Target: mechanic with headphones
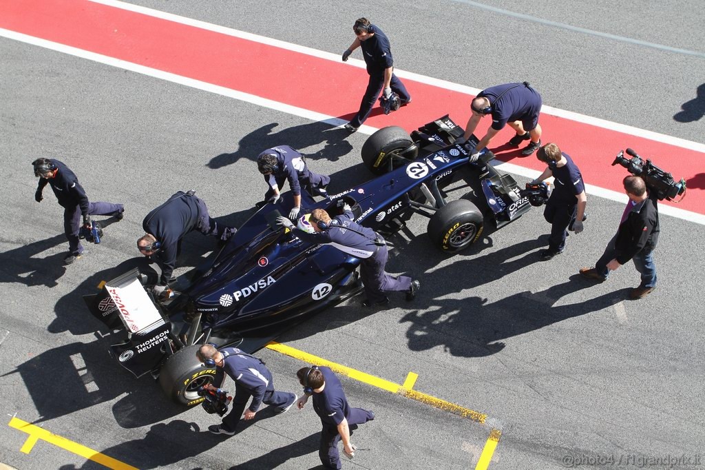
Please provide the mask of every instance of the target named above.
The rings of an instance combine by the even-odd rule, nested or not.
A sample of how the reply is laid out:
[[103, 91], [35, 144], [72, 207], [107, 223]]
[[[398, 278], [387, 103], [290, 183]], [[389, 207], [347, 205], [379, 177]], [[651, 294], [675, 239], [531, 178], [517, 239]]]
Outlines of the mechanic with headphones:
[[309, 397], [313, 397], [313, 409], [321, 418], [321, 445], [318, 454], [326, 469], [340, 469], [341, 457], [338, 442], [343, 440], [343, 452], [348, 459], [355, 456], [355, 447], [350, 442], [357, 425], [374, 419], [374, 413], [362, 408], [351, 408], [343, 391], [343, 384], [328, 367], [303, 367], [296, 372], [303, 385], [304, 395], [296, 402], [304, 407]]
[[279, 200], [281, 187], [285, 181], [289, 180], [294, 193], [290, 219], [295, 219], [301, 210], [302, 188], [312, 197], [328, 196], [326, 187], [331, 182], [331, 177], [309, 170], [304, 156], [288, 145], [277, 145], [260, 153], [257, 157], [257, 169], [264, 175], [264, 181], [269, 185], [262, 205]]
[[194, 195], [195, 191], [178, 191], [145, 217], [142, 223], [145, 236], [137, 241], [137, 248], [145, 256], [154, 255], [161, 269], [161, 276], [154, 286], [155, 295], [166, 290], [167, 283], [176, 265], [181, 239], [194, 229], [204, 235], [217, 236], [225, 241], [237, 231], [234, 227], [219, 224], [208, 214], [208, 207]]
[[548, 261], [563, 252], [568, 229], [576, 234], [582, 231], [587, 195], [580, 169], [570, 155], [561, 152], [558, 145], [546, 144], [539, 148], [536, 157], [548, 167], [529, 184], [537, 184], [553, 176], [556, 186], [544, 210], [544, 218], [551, 224], [548, 248], [539, 252], [541, 261]]
[[522, 155], [530, 155], [541, 146], [541, 126], [539, 125], [539, 113], [541, 112], [541, 95], [529, 85], [505, 83], [490, 87], [477, 94], [470, 104], [472, 114], [467, 121], [465, 133], [455, 143], [462, 145], [475, 131], [480, 119], [491, 115], [492, 125], [487, 133], [480, 139], [475, 147], [470, 161], [477, 159], [479, 151], [486, 147], [492, 138], [505, 125], [514, 129], [516, 135], [508, 145], [517, 147], [523, 140], [531, 140], [522, 150]]
[[83, 247], [78, 239], [81, 228], [80, 217], [83, 217], [83, 225], [90, 228], [91, 215], [111, 215], [118, 220], [122, 220], [125, 209], [122, 204], [90, 202], [76, 175], [57, 159], [39, 158], [32, 164], [35, 167], [35, 176], [39, 179], [35, 200], [42, 202], [44, 199], [42, 193], [48, 184], [51, 186], [59, 203], [63, 207], [63, 231], [68, 239], [68, 254], [63, 258], [63, 263], [70, 265], [80, 258], [83, 253]]
[[314, 209], [309, 221], [314, 233], [297, 228], [284, 217], [277, 217], [277, 223], [292, 230], [294, 234], [312, 243], [330, 243], [341, 251], [360, 259], [360, 271], [367, 298], [363, 306], [371, 307], [389, 303], [385, 291], [405, 291], [406, 299], [412, 301], [421, 287], [419, 281], [407, 276], [393, 277], [384, 272], [387, 264], [387, 246], [384, 239], [372, 229], [354, 222], [350, 207], [343, 206], [343, 213], [331, 219], [323, 209]]
[[352, 51], [358, 47], [362, 49], [362, 57], [367, 65], [369, 81], [367, 90], [362, 97], [360, 111], [352, 119], [345, 124], [345, 129], [350, 133], [357, 130], [364, 122], [374, 107], [374, 102], [382, 92], [385, 99], [391, 97], [392, 92], [399, 95], [400, 105], [411, 102], [411, 95], [406, 90], [404, 84], [394, 75], [394, 59], [392, 59], [389, 40], [382, 30], [369, 23], [369, 20], [361, 18], [355, 20], [352, 25], [355, 38], [350, 47], [343, 53], [343, 61], [347, 62]]
[[[298, 398], [295, 393], [276, 391], [271, 373], [264, 366], [264, 362], [238, 348], [219, 350], [212, 343], [204, 344], [198, 349], [196, 357], [205, 366], [216, 368], [214, 382], [220, 384], [219, 388], [225, 382], [225, 374], [235, 381], [233, 409], [223, 418], [221, 424], [208, 427], [208, 430], [214, 434], [234, 435], [243, 411], [245, 419], [250, 420], [264, 403], [274, 406], [275, 414], [281, 414], [288, 411]], [[216, 390], [212, 384], [209, 384], [207, 388]], [[245, 410], [245, 406], [250, 397], [252, 401]]]

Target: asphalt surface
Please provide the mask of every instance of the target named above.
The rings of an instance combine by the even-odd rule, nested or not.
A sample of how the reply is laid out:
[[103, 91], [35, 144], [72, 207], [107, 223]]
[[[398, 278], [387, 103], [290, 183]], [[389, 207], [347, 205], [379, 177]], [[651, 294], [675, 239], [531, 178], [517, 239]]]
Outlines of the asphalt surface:
[[[400, 68], [478, 88], [527, 79], [550, 106], [705, 143], [697, 119], [705, 102], [697, 98], [705, 18], [695, 1], [598, 1], [570, 11], [559, 2], [140, 4], [341, 53], [353, 20], [367, 16], [391, 39]], [[115, 338], [98, 332], [81, 296], [138, 255], [142, 218], [174, 191], [195, 188], [212, 214], [238, 224], [264, 190], [253, 163], [259, 150], [300, 148], [337, 192], [369, 178], [359, 157], [366, 136], [7, 39], [0, 56], [0, 405], [7, 421], [16, 415], [142, 469], [316, 468], [312, 409], [264, 411], [231, 438], [213, 436], [206, 429], [214, 416], [171, 405], [153, 381], [134, 379], [108, 356]], [[67, 163], [92, 199], [127, 207], [124, 220], [109, 221], [104, 242], [68, 267], [61, 208], [48, 189], [41, 204], [33, 200], [30, 162], [47, 155]], [[540, 210], [454, 257], [431, 246], [426, 219], [415, 217], [391, 239], [388, 265], [422, 280], [413, 303], [399, 296], [390, 309], [370, 312], [354, 299], [280, 338], [399, 383], [412, 371], [415, 390], [489, 416], [480, 425], [344, 378], [352, 405], [377, 418], [355, 433], [365, 450], [343, 468], [472, 468], [493, 428], [502, 436], [491, 468], [563, 468], [571, 456], [628, 468], [639, 457], [701, 454], [705, 227], [663, 217], [658, 287], [630, 302], [627, 289], [638, 283], [631, 265], [598, 285], [576, 276], [601, 253], [622, 206], [591, 197], [588, 212], [585, 231], [548, 263], [537, 253], [548, 230]], [[198, 235], [188, 241], [180, 273], [214, 248]], [[260, 355], [278, 388], [299, 392], [295, 373], [305, 364]], [[22, 453], [27, 435], [7, 426], [0, 436], [0, 461], [17, 468], [99, 466], [44, 442]]]

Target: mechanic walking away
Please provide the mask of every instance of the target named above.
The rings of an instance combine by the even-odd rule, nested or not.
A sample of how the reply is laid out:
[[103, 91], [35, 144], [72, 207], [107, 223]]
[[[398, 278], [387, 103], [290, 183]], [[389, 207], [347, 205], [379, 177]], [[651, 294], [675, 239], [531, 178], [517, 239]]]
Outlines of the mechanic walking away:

+ + + +

• DO THIS: Return all of the entries above verbatim, leaving out the pictures.

• SOLVED EXERCISE:
Target: mechanic with headphones
Please provide the mask of every instance of the target named above.
The rings of an instance combine by the even-odd rule, nested or not.
A sample of how the reply is laid out:
[[103, 91], [35, 144], [72, 207], [107, 223]]
[[[398, 278], [387, 103], [290, 183]], [[389, 207], [347, 205], [379, 177]], [[651, 294], [675, 239], [531, 178], [517, 239]]]
Outlines of the mechanic with headphones:
[[309, 397], [313, 397], [313, 409], [321, 418], [321, 445], [318, 454], [326, 469], [340, 469], [341, 457], [338, 442], [343, 440], [343, 452], [348, 459], [355, 456], [355, 447], [350, 442], [357, 425], [374, 419], [374, 413], [362, 408], [351, 408], [343, 391], [343, 384], [328, 367], [303, 367], [296, 372], [303, 385], [304, 395], [296, 402], [304, 407]]
[[279, 200], [281, 187], [285, 181], [289, 180], [294, 193], [290, 219], [295, 219], [301, 210], [302, 188], [312, 197], [328, 196], [326, 187], [331, 182], [331, 177], [309, 170], [304, 156], [288, 145], [277, 145], [260, 153], [257, 157], [257, 169], [264, 175], [264, 181], [269, 185], [262, 205]]
[[194, 195], [195, 191], [178, 191], [145, 217], [142, 223], [145, 236], [137, 241], [137, 248], [145, 256], [154, 255], [161, 269], [161, 276], [154, 286], [155, 295], [166, 290], [167, 283], [176, 265], [181, 239], [194, 229], [204, 235], [217, 236], [225, 241], [237, 231], [234, 227], [219, 224], [208, 214], [208, 207]]
[[548, 261], [563, 252], [568, 229], [576, 234], [582, 231], [587, 195], [580, 169], [570, 155], [561, 152], [558, 145], [546, 144], [539, 148], [536, 157], [548, 167], [529, 184], [537, 184], [553, 176], [556, 186], [544, 210], [544, 218], [551, 224], [548, 248], [539, 252], [541, 261]]
[[522, 155], [530, 155], [541, 146], [541, 126], [539, 125], [539, 113], [541, 112], [541, 95], [529, 85], [505, 83], [490, 87], [477, 94], [470, 104], [472, 114], [467, 121], [465, 133], [455, 143], [462, 145], [475, 131], [480, 119], [491, 115], [492, 125], [487, 133], [480, 139], [475, 147], [470, 161], [477, 159], [479, 151], [486, 147], [492, 138], [505, 125], [514, 129], [516, 135], [508, 145], [517, 147], [523, 140], [531, 140], [522, 150]]
[[83, 247], [78, 239], [81, 228], [80, 217], [83, 217], [83, 225], [90, 228], [91, 215], [111, 215], [118, 220], [122, 220], [125, 209], [122, 204], [90, 202], [76, 175], [57, 159], [39, 158], [32, 164], [35, 167], [35, 176], [39, 179], [35, 200], [42, 202], [44, 199], [42, 193], [48, 184], [51, 186], [59, 203], [63, 207], [63, 231], [68, 239], [68, 254], [63, 258], [63, 263], [70, 265], [80, 258], [83, 253]]
[[314, 209], [309, 221], [314, 233], [297, 228], [284, 217], [277, 217], [277, 223], [292, 230], [294, 234], [312, 243], [330, 243], [341, 251], [360, 259], [360, 271], [367, 298], [363, 306], [371, 307], [389, 303], [385, 291], [405, 291], [406, 299], [412, 301], [421, 287], [419, 281], [407, 276], [393, 277], [384, 272], [387, 264], [387, 246], [384, 239], [372, 229], [354, 222], [350, 207], [343, 206], [343, 213], [331, 219], [323, 209]]
[[352, 51], [358, 47], [362, 49], [362, 57], [367, 65], [369, 81], [367, 90], [362, 97], [360, 111], [352, 119], [345, 124], [345, 129], [350, 133], [357, 130], [364, 122], [374, 107], [374, 102], [382, 92], [385, 99], [391, 97], [392, 92], [399, 95], [400, 105], [411, 102], [411, 95], [406, 90], [404, 84], [394, 75], [394, 59], [392, 59], [389, 40], [382, 30], [369, 23], [369, 20], [361, 18], [355, 20], [352, 25], [355, 38], [350, 47], [343, 53], [343, 61], [347, 62]]
[[[298, 398], [295, 393], [276, 391], [271, 373], [264, 366], [264, 362], [238, 348], [219, 350], [212, 343], [204, 344], [198, 349], [196, 357], [205, 366], [216, 368], [214, 382], [220, 384], [219, 388], [225, 382], [225, 374], [235, 381], [233, 409], [223, 418], [221, 424], [208, 427], [208, 430], [214, 434], [234, 435], [243, 411], [245, 419], [250, 420], [264, 403], [274, 406], [275, 414], [281, 414], [288, 411]], [[216, 390], [212, 384], [209, 384], [207, 388]], [[245, 410], [245, 406], [250, 397], [252, 401]]]

Target: asphalt surface
Please provide the mask of every instance of the target named above.
The rings of an instance combine by the even-odd rule, nested or not.
A sample of how the reply is laid out:
[[103, 91], [35, 144], [72, 207], [107, 223]]
[[[398, 278], [387, 103], [290, 183]], [[389, 207], [347, 205], [379, 177]], [[651, 294], [675, 239], [531, 178], [517, 239]]]
Outlines of the asphalt surface:
[[[400, 68], [478, 88], [527, 79], [550, 106], [705, 143], [697, 119], [705, 102], [697, 98], [705, 18], [695, 1], [598, 1], [570, 11], [559, 2], [140, 4], [341, 53], [353, 20], [367, 16], [391, 39]], [[115, 338], [98, 332], [81, 296], [138, 255], [142, 218], [174, 191], [195, 188], [212, 214], [238, 224], [264, 190], [253, 163], [259, 150], [300, 148], [337, 192], [369, 178], [359, 157], [366, 136], [7, 39], [0, 56], [0, 405], [7, 421], [16, 415], [142, 469], [316, 468], [312, 409], [264, 411], [231, 438], [213, 436], [206, 429], [214, 416], [171, 405], [153, 381], [134, 379], [108, 356]], [[67, 163], [92, 199], [127, 207], [124, 220], [109, 221], [104, 242], [68, 267], [61, 208], [48, 189], [41, 204], [33, 200], [30, 162], [47, 155]], [[540, 210], [454, 257], [431, 246], [426, 219], [415, 217], [391, 239], [388, 265], [422, 280], [413, 303], [399, 296], [390, 309], [370, 312], [354, 299], [280, 338], [399, 383], [412, 371], [415, 390], [489, 416], [480, 425], [344, 378], [352, 405], [377, 418], [355, 433], [365, 450], [343, 468], [472, 468], [493, 428], [502, 436], [491, 468], [563, 468], [571, 456], [628, 468], [639, 457], [701, 454], [705, 227], [663, 217], [658, 287], [630, 302], [627, 289], [638, 283], [631, 265], [598, 285], [576, 276], [601, 253], [622, 206], [591, 197], [588, 212], [585, 231], [548, 263], [537, 253], [548, 230]], [[198, 235], [188, 241], [180, 273], [214, 248]], [[260, 355], [278, 388], [299, 392], [295, 373], [305, 364]], [[22, 453], [27, 435], [7, 426], [0, 436], [0, 461], [17, 468], [99, 466], [44, 442]]]

Target: mechanic walking away
Please provide the mask of every instance of the target named above.
The rings of an instance combine by the even-odd rule, nested or not.
A sample of how the reply is laid out:
[[103, 91], [35, 144], [72, 207], [107, 223]]
[[[398, 278], [387, 103], [290, 183]], [[389, 207], [347, 205], [379, 177]], [[651, 294], [675, 239], [531, 178], [517, 239]]]
Outlines of the mechanic walking away:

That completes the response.